● **Required work**:
Excluding images, repeat the data exactly as given.

### Available records

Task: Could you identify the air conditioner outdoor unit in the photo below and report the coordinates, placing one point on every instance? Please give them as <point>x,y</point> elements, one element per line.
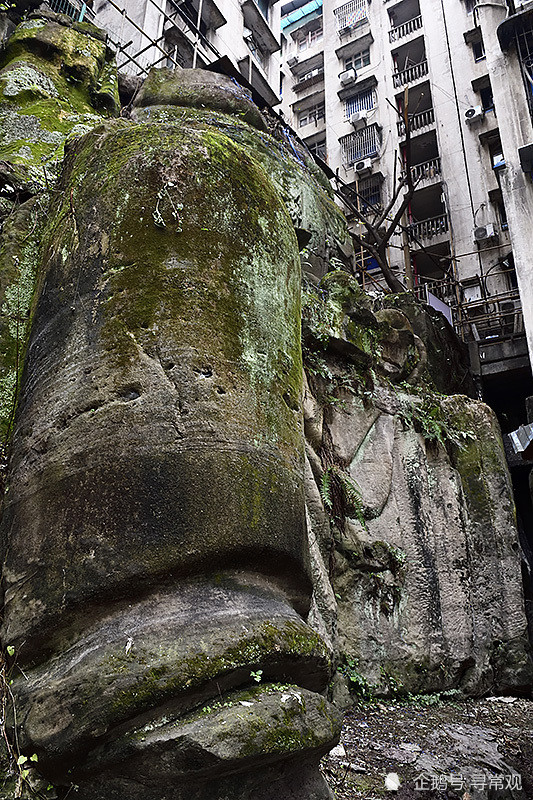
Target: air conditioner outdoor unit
<point>358,119</point>
<point>484,232</point>
<point>363,167</point>
<point>348,76</point>
<point>473,114</point>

######

● **Solution for this task**:
Task: Could you identify the air conditioner outdoor unit in the photo below and report the coordinates, placing one point on every instance? Please give them as <point>x,y</point> elements, one element per line.
Target: air conditioner outdoor unit
<point>358,119</point>
<point>484,232</point>
<point>363,167</point>
<point>348,76</point>
<point>473,114</point>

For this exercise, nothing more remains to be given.